== Requirement ==
From the records below, extract only the lines running from the line with "x=150, y=216" to the line with "x=352, y=114", both lines included, reproducing them exactly.

== Source data ==
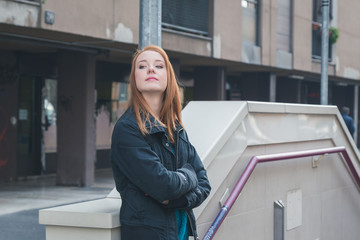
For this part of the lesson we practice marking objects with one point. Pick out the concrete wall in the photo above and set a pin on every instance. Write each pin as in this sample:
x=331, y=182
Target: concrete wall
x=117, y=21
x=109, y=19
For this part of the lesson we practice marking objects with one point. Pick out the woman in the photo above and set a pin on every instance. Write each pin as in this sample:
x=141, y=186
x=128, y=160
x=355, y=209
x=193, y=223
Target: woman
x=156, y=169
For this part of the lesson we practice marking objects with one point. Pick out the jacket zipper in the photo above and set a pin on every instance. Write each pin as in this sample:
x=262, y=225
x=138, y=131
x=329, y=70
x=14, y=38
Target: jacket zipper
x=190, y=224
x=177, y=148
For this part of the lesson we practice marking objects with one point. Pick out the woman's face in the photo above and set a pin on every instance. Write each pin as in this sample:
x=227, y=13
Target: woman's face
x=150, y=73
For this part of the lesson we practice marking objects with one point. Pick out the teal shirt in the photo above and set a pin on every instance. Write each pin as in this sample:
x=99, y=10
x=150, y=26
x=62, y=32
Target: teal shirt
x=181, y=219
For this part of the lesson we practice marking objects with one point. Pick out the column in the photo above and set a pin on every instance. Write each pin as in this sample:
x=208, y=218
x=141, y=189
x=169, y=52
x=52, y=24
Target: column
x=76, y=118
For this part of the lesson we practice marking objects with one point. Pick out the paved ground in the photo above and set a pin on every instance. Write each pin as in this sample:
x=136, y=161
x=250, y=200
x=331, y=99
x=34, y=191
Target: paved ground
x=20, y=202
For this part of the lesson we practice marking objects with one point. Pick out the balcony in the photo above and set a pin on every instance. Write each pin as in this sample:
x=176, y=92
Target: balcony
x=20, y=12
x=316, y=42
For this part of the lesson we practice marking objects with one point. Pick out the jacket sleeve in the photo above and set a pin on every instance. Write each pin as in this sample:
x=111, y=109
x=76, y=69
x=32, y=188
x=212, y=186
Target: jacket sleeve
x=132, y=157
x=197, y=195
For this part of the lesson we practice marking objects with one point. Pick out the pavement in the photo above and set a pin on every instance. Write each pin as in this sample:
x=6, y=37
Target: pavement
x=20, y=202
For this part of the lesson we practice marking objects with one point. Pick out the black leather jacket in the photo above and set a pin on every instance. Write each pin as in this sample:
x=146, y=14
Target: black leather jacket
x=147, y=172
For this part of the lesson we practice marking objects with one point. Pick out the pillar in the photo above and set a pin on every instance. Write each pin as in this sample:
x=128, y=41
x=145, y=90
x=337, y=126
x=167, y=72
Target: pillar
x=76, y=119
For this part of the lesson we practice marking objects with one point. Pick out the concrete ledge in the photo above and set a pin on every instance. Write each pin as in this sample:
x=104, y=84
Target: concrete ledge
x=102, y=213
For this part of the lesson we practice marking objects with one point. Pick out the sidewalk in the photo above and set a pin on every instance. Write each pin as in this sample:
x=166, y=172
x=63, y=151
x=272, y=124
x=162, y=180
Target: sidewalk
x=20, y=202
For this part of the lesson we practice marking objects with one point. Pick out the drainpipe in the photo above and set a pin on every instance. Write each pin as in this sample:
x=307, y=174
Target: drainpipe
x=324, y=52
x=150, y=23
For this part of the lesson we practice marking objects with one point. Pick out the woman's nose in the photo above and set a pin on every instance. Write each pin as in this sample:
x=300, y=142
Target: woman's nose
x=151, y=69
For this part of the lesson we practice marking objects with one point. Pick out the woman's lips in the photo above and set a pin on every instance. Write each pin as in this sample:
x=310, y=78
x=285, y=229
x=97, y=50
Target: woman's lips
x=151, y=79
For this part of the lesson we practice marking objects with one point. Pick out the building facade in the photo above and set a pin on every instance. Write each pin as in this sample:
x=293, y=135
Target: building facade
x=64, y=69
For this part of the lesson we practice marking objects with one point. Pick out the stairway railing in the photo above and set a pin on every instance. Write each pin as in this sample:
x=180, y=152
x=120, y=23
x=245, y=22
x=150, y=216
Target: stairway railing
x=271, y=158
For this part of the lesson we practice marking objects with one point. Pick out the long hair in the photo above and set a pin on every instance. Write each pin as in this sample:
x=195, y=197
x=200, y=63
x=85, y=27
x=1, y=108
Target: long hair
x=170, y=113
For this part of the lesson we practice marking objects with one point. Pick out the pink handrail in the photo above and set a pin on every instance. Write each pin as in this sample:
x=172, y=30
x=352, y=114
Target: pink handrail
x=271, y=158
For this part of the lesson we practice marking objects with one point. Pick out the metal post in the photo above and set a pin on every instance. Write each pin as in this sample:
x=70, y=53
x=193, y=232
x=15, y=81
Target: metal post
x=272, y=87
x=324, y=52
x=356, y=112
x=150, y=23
...
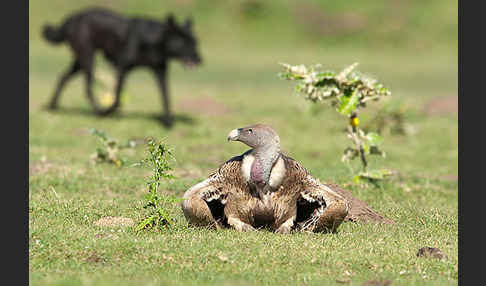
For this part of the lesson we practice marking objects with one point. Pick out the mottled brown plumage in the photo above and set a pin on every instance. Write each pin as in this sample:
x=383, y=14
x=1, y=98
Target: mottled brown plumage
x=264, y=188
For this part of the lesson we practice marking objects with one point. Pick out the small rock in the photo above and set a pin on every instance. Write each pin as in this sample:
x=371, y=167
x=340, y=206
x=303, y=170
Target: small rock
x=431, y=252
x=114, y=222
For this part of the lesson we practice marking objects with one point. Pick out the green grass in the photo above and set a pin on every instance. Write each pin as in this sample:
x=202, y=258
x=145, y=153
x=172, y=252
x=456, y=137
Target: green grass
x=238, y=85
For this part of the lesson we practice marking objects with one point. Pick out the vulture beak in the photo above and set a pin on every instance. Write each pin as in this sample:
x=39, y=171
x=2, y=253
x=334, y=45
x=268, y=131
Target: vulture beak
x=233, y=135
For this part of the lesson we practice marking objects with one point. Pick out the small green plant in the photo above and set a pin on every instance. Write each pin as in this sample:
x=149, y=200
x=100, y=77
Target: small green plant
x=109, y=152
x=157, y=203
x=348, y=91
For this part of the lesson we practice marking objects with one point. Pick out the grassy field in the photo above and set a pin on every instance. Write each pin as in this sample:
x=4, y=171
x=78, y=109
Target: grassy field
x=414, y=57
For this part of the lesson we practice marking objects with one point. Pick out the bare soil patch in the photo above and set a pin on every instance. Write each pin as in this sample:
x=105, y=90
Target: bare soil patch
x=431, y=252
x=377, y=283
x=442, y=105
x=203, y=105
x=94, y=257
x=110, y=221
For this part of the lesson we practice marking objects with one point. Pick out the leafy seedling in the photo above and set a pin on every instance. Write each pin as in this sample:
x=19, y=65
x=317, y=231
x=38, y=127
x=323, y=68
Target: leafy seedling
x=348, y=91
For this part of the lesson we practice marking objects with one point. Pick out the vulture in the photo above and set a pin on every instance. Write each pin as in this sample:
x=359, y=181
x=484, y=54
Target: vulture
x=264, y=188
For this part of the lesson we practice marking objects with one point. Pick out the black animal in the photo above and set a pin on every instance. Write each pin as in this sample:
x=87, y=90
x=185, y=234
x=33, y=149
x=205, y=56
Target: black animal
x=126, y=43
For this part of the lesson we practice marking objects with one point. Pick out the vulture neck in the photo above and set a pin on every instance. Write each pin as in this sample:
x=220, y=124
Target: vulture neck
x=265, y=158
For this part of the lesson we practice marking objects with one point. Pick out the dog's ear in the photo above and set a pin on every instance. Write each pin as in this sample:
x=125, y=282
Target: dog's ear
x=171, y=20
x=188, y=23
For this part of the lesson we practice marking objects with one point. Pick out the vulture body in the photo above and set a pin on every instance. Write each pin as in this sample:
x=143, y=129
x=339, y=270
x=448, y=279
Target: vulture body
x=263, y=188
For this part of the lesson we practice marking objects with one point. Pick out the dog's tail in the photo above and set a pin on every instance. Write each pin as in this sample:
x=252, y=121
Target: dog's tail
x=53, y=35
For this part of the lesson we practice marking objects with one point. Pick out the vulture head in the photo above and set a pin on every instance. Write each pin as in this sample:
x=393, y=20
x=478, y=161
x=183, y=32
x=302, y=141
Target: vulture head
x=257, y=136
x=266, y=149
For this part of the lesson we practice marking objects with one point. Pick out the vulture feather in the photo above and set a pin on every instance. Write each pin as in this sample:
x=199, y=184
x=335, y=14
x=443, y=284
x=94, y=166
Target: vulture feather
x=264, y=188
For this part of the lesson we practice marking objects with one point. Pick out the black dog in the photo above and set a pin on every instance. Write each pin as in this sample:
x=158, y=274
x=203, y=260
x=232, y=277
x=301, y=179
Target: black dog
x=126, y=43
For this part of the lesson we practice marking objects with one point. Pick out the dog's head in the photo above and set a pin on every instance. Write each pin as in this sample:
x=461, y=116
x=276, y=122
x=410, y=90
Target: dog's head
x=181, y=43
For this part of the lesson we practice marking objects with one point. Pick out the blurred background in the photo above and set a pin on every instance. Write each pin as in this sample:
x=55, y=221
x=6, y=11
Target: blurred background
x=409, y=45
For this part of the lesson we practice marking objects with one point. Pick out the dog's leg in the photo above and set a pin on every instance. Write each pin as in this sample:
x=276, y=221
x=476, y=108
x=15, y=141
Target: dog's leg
...
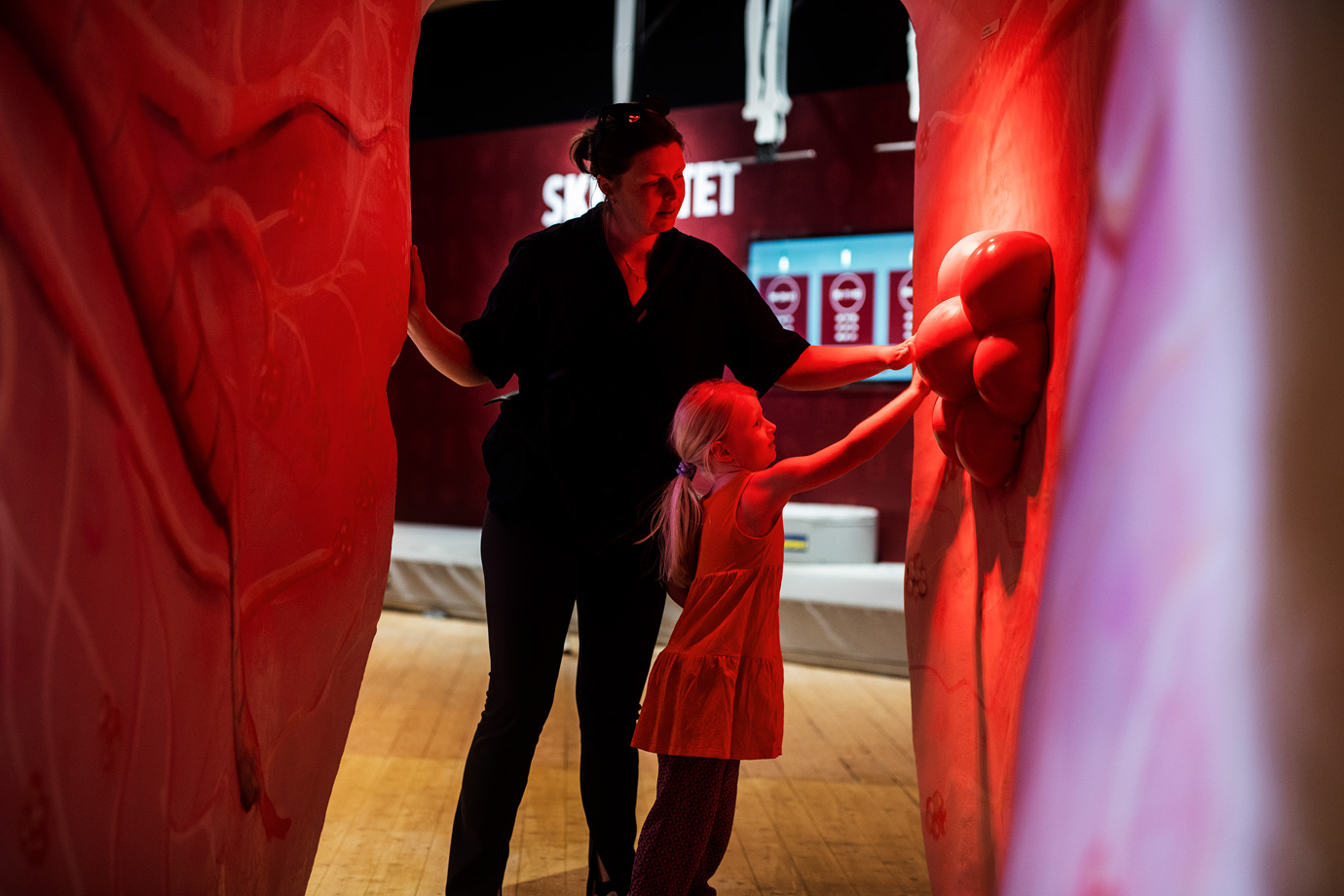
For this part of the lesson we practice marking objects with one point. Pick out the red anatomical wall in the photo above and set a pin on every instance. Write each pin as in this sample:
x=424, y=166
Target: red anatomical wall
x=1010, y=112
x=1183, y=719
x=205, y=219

== Output below ==
x=150, y=216
Target: stairway railing
x=271, y=158
For this part of the lesson we practice marking objects with one point. Pick out the long hair in the photo above and set a pin on every instance. Write each pin as in this sample:
x=195, y=197
x=200, y=63
x=85, y=27
x=1, y=108
Target: long hair
x=170, y=113
For this part of the lesson we practice marking objects with one point. Pick out the pink handrail in the photo above and set a pin on every instance. Write each pin as in this sample:
x=172, y=30
x=352, y=114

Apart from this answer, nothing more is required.